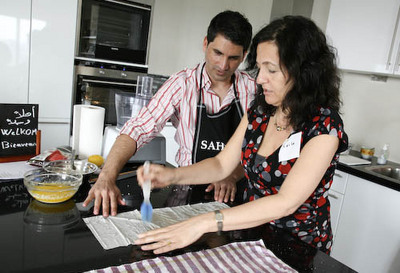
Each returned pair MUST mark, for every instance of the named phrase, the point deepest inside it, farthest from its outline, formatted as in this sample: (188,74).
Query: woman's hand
(159,175)
(175,236)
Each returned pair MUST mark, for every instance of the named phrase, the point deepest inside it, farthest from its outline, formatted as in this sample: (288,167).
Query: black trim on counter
(362,172)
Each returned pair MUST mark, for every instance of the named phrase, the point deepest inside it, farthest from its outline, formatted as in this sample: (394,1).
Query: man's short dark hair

Description of the task - The required output is the exact sequence of lines from the one containing "this sample: (288,167)." through the end of the listing, both endpoints included.

Solution to the problem -
Each returned pair MUST mark, for every instance of the named phrase, the point deepest inside it, farthest from its outline, formatted as in this sample: (288,167).
Query: black trim on counter
(362,172)
Each returned pair MUST mark, for every instance of the named phrase, the point deepest inside it, farthest from its outline, formatted as in this sample: (394,1).
Query: man's short dark hair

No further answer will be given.